:: What is expected ::
Look through the data that follows and copy each line with the string "roof".

:: Available data ::
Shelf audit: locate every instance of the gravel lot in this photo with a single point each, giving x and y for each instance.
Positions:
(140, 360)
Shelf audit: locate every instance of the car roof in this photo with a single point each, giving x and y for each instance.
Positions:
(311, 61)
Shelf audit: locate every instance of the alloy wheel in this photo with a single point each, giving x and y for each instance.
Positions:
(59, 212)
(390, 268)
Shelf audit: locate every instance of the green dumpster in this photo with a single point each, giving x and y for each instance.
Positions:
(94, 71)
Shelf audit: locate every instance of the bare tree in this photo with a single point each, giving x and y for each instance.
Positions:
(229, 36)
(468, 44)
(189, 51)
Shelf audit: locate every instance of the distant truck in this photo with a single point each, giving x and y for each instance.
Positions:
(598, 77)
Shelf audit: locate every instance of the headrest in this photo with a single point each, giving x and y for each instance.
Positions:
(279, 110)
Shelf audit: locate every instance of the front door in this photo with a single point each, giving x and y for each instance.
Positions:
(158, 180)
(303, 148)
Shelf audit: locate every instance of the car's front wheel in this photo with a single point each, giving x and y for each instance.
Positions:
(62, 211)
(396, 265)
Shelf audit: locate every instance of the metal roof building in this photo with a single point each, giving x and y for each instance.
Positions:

:: Solution below ::
Shelf audit: locate every instance of the car roof in this photo with a single point each, giving x and y for each instance.
Shelf audit: locate every instance of the metal roof building in this photo with a single point each, giving x and y for each instance.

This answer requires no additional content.